■ **OBJECTIVE**: Pick out each line below that contains the word "foliage" and copy those lines. Case counts.

■ **DATA SHOWN**:
···
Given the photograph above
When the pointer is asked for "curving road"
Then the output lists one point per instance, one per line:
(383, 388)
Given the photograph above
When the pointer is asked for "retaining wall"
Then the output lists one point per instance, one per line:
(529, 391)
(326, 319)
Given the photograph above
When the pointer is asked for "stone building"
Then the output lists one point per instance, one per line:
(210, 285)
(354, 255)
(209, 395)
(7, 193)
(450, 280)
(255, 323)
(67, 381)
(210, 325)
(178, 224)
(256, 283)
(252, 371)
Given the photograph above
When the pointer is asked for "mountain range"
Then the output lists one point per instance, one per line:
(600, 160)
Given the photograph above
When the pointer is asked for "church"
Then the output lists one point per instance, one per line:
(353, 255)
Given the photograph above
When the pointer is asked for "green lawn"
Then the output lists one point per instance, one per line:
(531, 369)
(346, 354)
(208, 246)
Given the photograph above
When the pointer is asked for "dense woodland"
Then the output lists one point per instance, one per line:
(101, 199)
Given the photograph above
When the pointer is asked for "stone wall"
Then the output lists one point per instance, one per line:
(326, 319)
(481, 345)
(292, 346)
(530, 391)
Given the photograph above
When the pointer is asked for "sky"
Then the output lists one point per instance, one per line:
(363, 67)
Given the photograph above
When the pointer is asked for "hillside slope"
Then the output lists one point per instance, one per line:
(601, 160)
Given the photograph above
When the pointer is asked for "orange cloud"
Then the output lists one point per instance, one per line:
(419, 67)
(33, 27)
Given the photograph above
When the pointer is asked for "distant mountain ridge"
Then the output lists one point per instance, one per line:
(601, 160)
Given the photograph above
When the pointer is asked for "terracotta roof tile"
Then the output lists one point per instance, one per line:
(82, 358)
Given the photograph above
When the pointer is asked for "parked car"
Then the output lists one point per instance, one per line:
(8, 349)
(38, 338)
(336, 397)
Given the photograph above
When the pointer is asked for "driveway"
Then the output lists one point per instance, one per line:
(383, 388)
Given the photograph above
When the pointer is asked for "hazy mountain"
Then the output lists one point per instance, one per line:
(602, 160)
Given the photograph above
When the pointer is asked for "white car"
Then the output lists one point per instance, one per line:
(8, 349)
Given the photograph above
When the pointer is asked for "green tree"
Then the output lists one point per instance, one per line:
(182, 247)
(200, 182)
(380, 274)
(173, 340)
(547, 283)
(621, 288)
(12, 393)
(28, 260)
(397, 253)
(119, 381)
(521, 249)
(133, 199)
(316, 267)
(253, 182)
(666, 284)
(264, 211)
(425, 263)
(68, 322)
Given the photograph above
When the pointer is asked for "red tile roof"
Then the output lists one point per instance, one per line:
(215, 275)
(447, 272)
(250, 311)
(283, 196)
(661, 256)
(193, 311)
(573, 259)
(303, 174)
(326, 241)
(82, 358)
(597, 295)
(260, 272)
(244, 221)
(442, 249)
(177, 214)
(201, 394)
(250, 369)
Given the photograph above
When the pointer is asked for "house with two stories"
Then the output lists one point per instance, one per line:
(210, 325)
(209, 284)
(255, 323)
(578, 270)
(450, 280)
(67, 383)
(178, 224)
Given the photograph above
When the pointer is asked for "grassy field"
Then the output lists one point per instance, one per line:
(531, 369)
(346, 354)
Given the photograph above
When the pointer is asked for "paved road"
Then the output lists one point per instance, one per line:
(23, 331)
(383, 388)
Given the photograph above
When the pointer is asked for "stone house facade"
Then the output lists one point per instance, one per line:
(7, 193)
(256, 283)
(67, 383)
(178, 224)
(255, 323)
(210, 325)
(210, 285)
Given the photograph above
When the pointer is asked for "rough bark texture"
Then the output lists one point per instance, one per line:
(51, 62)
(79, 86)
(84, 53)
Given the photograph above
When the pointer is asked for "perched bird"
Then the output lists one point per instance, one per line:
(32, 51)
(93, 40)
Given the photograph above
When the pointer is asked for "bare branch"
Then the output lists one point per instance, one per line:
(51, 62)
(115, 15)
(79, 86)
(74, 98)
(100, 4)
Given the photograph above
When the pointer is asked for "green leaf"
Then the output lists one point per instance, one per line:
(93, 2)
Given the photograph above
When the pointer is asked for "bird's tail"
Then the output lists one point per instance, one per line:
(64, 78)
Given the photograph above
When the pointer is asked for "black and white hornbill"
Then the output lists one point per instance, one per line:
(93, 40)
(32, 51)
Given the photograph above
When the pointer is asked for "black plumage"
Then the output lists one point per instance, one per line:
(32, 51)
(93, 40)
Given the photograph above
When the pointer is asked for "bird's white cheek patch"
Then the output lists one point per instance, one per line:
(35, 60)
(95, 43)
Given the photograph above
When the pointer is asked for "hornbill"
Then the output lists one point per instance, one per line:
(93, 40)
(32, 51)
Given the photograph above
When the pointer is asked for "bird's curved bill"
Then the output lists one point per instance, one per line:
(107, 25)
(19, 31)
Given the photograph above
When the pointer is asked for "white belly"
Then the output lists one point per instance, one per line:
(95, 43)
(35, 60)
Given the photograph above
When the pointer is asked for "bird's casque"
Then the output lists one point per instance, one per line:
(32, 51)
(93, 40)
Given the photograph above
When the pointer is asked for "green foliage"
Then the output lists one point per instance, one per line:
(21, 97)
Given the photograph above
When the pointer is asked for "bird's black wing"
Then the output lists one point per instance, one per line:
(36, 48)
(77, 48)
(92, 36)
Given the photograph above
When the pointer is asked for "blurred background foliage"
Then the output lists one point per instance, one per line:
···
■ **RESPONSE TO THIS EXERCISE**:
When the pointer is asked for "green foliage"
When the pointer is asked for "blurred background foliage"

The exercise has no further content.